The approach taken in neonates involves rapid treatment following acute infection. What are your thoughts on achieving functional cure in chronically infected individuals?
In the chronically-infected population it will be even harder to achieve remission and we might have to use multiple interventions. For example, we know that in people who are chronically infected, there is very little decay of cells carrying HIV DNA, so one approach could be to alter this rate of decay, alongside immunological-based interventions to kill existing infected cells. I think that the studies we are doing in early-treated individuals, who are probably easier to get into remission, will help us devise a plan for the chronically-infected.
We recently spoke to another NCHIV 2015 speaker, Rogier Sanders from the AMC-UvA, about his work on developing broadly-neutralising antibodies that target the gp120 envelope glycoprotein. You are also an immunologist – is this a route you are also investigating or are you looking at other immunotherapeutic tactics?
We are also going to start two studies in Thailand into two broadly-neutralising antibodies that target the CD4 binding site: VRC01 and 3BNC117. We plan to randomise people treated during acute infection to either the antibody or placebo, and then measure reservoir size. It’s unclear whether broadly neutralising antibodies can actually reduce the reservoir. It may be that they are more potent than natural antibodies and that even very little expression on the cells would allow them to bind and reduce the reservoir.
The studies will also include cART interruption to see if the antibody could achieve post-treatment control. ART interruption is an essential part of cure research, but due to misunderstandings in the field, it is perceived as being very risky, particularly that the SMART study has underlined the importance of not interrupting treatment. However, treatment interruption can be done safely within the context of cure research by carrying out very frequent viral load measurements and resuming treatment promptly with viral rebound.
What role would you envisage a vaccine playing in functional cure?
Vaccines will play a very important role. The very exciting data presented by Louis Picker on the CMV vaccine was quite remarkable because that vaccine generated an effector T-cell response and eradicated SIV infection from half the infected monkeys. This showed that if you can generate an ongoing effector T-cell response, the immune system will eventually clear these cells. These T-cell responses were also very broad and they didn’t just target the dominant epitopes, which the virus can quickly escape. Human studies are planned for the vaccine, but because this is a live viral vaccine, there remain many safety issues.
How far do you think we are from developing an approach that would achieve post-treatment viral remission in HIV-infected individuals?
I don’t know, but I think it may be achievable in certain groups of people. We already have post-treatment controllers in different cohorts and we are learning more about the predicting factors in those people and what types of immunity are associated with post-treatment control. But it will take decades to have a treatment that is broadly available to most people. Nonetheless, I am hopeful that in the next 5-10 years we could achieve post-treatment control in certain subsets of people, like early-treated adults and children.

**Work instruction**
Duplicate the stretch of the interview on HIV functional cure from "How far do you" through "adults and children.".

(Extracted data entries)
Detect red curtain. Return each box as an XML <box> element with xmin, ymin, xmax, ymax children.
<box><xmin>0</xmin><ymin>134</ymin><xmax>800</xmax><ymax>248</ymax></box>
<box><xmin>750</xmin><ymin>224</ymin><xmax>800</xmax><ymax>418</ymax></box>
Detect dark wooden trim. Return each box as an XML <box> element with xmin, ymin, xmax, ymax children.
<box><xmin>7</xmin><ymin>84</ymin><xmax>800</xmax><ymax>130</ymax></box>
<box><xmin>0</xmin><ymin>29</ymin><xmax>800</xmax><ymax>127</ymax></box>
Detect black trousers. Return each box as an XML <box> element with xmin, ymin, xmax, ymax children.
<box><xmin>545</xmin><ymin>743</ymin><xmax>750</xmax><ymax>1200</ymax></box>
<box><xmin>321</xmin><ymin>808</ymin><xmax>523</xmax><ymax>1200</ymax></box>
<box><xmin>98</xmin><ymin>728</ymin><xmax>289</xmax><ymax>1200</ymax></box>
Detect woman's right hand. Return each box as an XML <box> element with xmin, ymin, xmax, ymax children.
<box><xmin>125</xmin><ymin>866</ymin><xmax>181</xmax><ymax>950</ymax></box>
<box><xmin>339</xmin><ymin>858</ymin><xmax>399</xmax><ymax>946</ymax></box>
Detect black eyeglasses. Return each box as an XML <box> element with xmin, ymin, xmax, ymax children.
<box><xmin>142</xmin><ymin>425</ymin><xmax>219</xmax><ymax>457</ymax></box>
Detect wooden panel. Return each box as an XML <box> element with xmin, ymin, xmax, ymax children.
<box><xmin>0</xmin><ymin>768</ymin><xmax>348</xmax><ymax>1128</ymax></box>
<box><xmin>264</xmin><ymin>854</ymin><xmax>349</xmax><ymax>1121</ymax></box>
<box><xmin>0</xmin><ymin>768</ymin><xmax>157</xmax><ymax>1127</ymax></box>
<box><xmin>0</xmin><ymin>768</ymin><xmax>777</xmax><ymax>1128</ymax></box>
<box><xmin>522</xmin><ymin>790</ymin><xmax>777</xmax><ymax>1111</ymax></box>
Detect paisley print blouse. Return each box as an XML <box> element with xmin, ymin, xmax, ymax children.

**Solution for this exercise**
How far do you think we are from developing an approach that would achieve post-treatment viral remission in HIV-infected individuals?
I don’t know, but I think it may be achievable in certain groups of people. We already have post-treatment controllers in different cohorts and we are learning more about the predicting factors in those people and what types of immunity are associated with post-treatment control. But it will take decades to have a treatment that is broadly available to most people. Nonetheless, I am hopeful that in the next 5-10 years we could achieve post-treatment control in certain subsets of people, like early-treated adults and children.